● Work to be completed: Copy the records below exactly, omitting any pictures they contain.

● Task data:
* * * * * * * * *
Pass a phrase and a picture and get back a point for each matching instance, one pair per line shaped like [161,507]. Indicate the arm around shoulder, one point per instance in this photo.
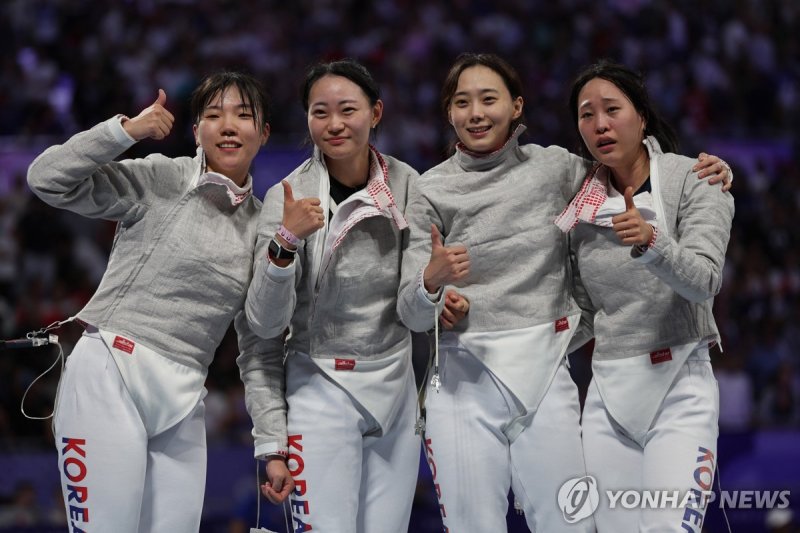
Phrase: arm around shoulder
[691,259]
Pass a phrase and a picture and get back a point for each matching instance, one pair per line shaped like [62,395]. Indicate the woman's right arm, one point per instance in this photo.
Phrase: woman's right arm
[82,176]
[271,297]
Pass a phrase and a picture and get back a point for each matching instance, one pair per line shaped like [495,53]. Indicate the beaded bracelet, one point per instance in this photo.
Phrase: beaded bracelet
[290,237]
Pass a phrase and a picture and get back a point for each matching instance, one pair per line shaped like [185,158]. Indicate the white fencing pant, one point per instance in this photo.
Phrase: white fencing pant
[679,455]
[474,464]
[347,480]
[113,476]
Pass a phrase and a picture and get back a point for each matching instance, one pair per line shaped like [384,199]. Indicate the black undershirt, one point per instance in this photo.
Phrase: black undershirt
[341,192]
[645,187]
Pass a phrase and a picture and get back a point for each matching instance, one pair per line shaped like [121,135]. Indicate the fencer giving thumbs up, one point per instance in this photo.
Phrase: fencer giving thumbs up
[154,122]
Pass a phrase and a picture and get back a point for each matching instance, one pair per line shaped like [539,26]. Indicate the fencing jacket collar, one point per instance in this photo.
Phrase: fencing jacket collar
[597,201]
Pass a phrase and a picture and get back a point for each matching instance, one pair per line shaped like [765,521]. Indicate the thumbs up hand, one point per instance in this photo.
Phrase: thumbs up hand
[302,217]
[153,122]
[630,226]
[446,265]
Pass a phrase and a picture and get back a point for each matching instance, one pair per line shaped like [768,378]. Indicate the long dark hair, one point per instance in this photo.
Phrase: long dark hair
[491,61]
[346,68]
[632,85]
[253,94]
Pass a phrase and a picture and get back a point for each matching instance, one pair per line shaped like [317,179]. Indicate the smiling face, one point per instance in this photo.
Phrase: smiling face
[482,109]
[611,127]
[340,117]
[229,136]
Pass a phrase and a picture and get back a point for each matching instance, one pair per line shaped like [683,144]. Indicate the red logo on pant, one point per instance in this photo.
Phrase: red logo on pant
[123,344]
[345,364]
[74,470]
[298,499]
[660,356]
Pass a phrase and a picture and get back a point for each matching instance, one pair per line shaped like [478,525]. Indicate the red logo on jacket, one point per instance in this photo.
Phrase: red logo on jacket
[345,364]
[660,356]
[126,345]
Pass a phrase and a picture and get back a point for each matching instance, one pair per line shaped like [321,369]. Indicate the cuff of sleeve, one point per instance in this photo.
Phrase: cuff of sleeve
[269,450]
[433,298]
[119,133]
[279,273]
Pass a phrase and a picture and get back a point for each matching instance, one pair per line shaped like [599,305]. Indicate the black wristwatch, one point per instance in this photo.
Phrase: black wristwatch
[276,251]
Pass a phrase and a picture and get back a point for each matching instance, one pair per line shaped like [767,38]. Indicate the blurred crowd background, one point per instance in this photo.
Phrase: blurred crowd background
[726,74]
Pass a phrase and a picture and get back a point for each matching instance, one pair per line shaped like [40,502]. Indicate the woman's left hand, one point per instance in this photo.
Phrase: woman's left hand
[715,169]
[630,226]
[279,482]
[455,309]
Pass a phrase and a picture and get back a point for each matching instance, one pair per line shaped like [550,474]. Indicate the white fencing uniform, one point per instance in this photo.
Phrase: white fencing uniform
[123,479]
[650,422]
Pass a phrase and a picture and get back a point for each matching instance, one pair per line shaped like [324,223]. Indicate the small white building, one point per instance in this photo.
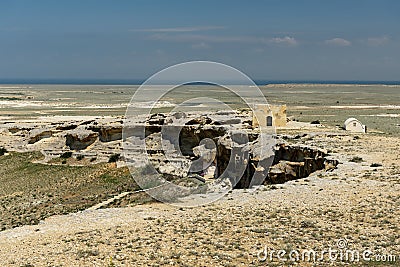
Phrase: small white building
[354,125]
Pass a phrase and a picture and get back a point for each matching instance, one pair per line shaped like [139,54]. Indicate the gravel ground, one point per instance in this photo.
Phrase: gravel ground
[356,205]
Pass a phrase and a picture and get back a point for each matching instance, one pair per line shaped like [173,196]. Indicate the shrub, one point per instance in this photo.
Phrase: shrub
[356,159]
[66,155]
[114,158]
[376,165]
[147,170]
[3,151]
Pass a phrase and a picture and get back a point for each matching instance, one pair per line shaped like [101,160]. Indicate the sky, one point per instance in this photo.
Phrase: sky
[267,40]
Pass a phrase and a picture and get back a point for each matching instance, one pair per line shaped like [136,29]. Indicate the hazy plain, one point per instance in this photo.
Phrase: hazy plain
[377,106]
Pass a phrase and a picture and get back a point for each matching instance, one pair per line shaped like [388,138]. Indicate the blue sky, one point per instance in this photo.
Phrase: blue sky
[271,40]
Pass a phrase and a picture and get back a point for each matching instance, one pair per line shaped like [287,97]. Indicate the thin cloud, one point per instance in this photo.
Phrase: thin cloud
[378,41]
[201,38]
[180,29]
[338,42]
[285,40]
[201,45]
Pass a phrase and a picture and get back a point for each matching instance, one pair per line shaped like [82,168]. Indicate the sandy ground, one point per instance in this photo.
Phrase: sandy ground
[356,205]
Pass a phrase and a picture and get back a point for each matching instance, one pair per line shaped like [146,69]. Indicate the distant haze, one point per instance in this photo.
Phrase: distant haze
[128,41]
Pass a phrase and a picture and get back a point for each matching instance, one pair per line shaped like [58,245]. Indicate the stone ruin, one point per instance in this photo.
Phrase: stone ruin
[201,145]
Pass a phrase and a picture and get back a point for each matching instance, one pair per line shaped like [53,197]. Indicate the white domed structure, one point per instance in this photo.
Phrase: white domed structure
[354,125]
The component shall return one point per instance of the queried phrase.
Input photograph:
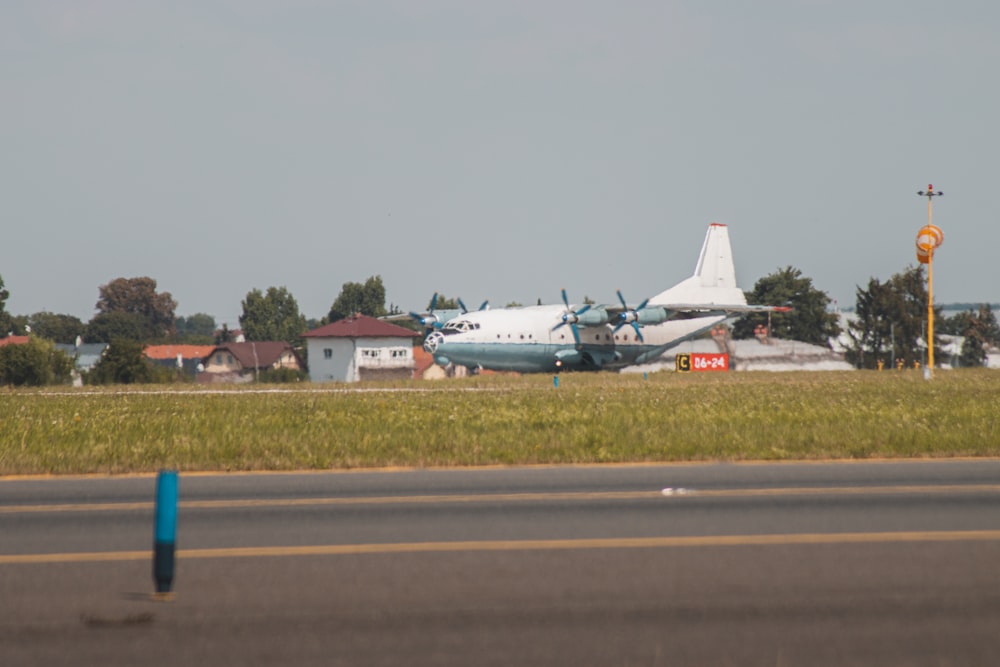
* * * * * * * * *
● Task answer:
Pass a phrase and a picture and get back a point for each matching instance, one pair per line shaped like [161,507]. Indicate the arm around shoulder, one point per instance in this photo.
Phrase: arm around shoulder
[691,259]
Pass a phrase and a picture and get back a point for each matching instance, one pair per line shaped like [62,395]. Indicate the woman's right arm, one point per instance in this photo.
Phrase: woman's right arm
[82,176]
[271,297]
Pass a phrase and a picture and get back a point for each matching instance, one pair per line shaped like [495,53]. Indicate the beaded bracelet, one point per instance in this photo.
Phrase: beaded bracelet
[290,237]
Pass a phrase and a picture and get back a point for each matching instance, one pair per line shaped like [185,158]. Indicate the white fencing pant, one point per instance in this photo.
Phrase: white fencing pant
[679,455]
[474,464]
[347,480]
[113,476]
Pass a phrase and a picture and get back a point for each matching instance, one pair per line shaped like [384,199]. Indicate the black undershirt, one point per instance in this photo.
Phrase: black undershirt
[341,192]
[645,187]
Pass a phrase and a picture and get back a point for each matching instance, one pair per line shaped like [121,135]. Indicate the fencer giving thumbs up, one point per instance in this photo.
Phrase: fencer giving thumbs up
[154,122]
Pass a phrase and a picture and get back a point for each matching instance, one pair per line shaped like [539,26]. Indicate the fencing jacket collar, one point per instance in this photo.
Phrase: fencing jacket collar
[597,201]
Pass a phrase and a picture and get back a point for each matching instance, one pair per line shaped like [765,521]. Indicate the thumbs up hand, one point per instance in this photo.
Phrase: thumbs up hand
[302,217]
[153,122]
[630,226]
[446,265]
Pass a phrase and a picture and get back a point for each matching instance, one pair per line shaped like [768,378]. Indicate the long dark hair, one point per instance in this photo.
Phrase: long dark hair
[491,61]
[346,68]
[632,85]
[253,94]
Pass a phrase and a picture and get back a point for each matching instance, one pair per line shaped like [317,179]. Indicate the smiling face, one point per instance in this photo.
Phrase: smiling face
[482,109]
[611,127]
[340,117]
[229,136]
Pass a phrase and a picture and get back a point for each matching instance, one pair per line shaped like [683,144]. Indicate the red logo on pant, one point per instance in this photo.
Phrase: red logo on pant
[123,344]
[345,364]
[74,470]
[298,499]
[660,356]
Pass a phrase and a picture and get back a point for each matching instance, one pair per line shaped like [478,525]. Indicate the red logo on jacket, one point per instance in this photo.
Phrase: red logo on jacket
[345,364]
[660,356]
[126,345]
Pass a phrase and a picture and get back a point for each matching instance, one pair per line shaped like [321,369]. Indicate the cuff of sleeve, one point per instance in this photo.
Phrase: cuff of sleeve
[269,450]
[433,298]
[119,133]
[279,273]
Pass a phrase and a picture and get back a point for each matching instance, one pair per line shaped like [599,305]. Indicate the black wristwatch, one point per instance in this photo.
Phrase: black wristwatch
[276,251]
Pass a phrase and a picture and get back a point for each matching instance, one pair per line shaped like [767,38]. Indicate the blurred crowd background, one point per instance in this photo.
Phrase: blurred crowd background
[726,74]
Pass a phrase and a picture and get back a point for each matching instance, one pair per line shaped like [40,502]. Indicate the woman's left hand, one point per instance in this photo.
Phrase: woman's left hand
[715,169]
[630,226]
[279,482]
[455,309]
Pass a phrase and a picture and get back a point for each matching instance, one pair per line shaped like [550,474]. Indicate the white fencing uniform, one point per instance in this photo.
Phrase: white fencing uniform
[123,479]
[650,422]
Pass a phrase and a picture and get back a point for each matching instance, one pair per line shaped like [324,223]. Indicate the small white building, one point per instance in this photo.
Phrase: small white building
[354,125]
Pass a phrase and a picture and get back a point for each matching instance, one pair per line shaped like [139,54]. Indicate the gravel ground, one point per instance in this photo.
Phrase: gravel ground
[356,205]
Pass a phrase and a picture and get back a point for each matching instance, one pair per line shaped like [173,196]. Indicate the shrub, one point per instance in this photo.
Phrase: shrub
[356,159]
[66,155]
[114,158]
[376,165]
[147,170]
[3,151]
Pass a phrase and a picture and get back a point for each matching instance, one pair per line shaped like [101,160]. Indicate the sky, one point per instance in this photo.
Phrase: sky
[267,40]
Pass a phrase and a picture and get back a point for each matching instance, one pair per line shaped like [136,29]. Indicate the hazy plain, one point per instance in this photo.
Phrase: hazy plain
[377,106]
Pass a phrase and a picture and get back a point for each matching instance, one pair per line shaped like [388,138]. Indicate the blue sky, one point per instance in this photo.
Phrase: blue sky
[271,40]
Pass a phrase and a picture and get back a point for each matching instance, one pair per line shaped like [287,97]. Indicate the thin cloud, one point per instance in this photo.
Phrase: thin cloud
[378,41]
[201,38]
[180,29]
[338,42]
[285,40]
[201,45]
Pass a phrase and a picture and get back a point for each matching instance, one pair per line shaped like [82,168]. Indicate the sandy ground, one point per instance in this photo.
Phrase: sandy ground
[356,205]
Pass a phrase and a picture and get back a point for each matching instance, one pair per line shaped like [146,69]. Indicate the distant haze, one point per instance in this photo.
Phrase: distant haze
[128,41]
Pass a phrase and a picture and get back a point for each matching instance, one pair per line shaped like [58,245]. Indicate the stone ruin, one point per instance in this photo.
Phrase: stone ruin
[201,145]
Pass a phrase and a picture and get back a point for each matching instance, one pair per line shaped like [53,197]. Indicate the white domed structure, one point per instance in this photo.
Phrase: white domed structure
[354,125]
The component shall return one point per instance of the queried phrase.
Input photograph:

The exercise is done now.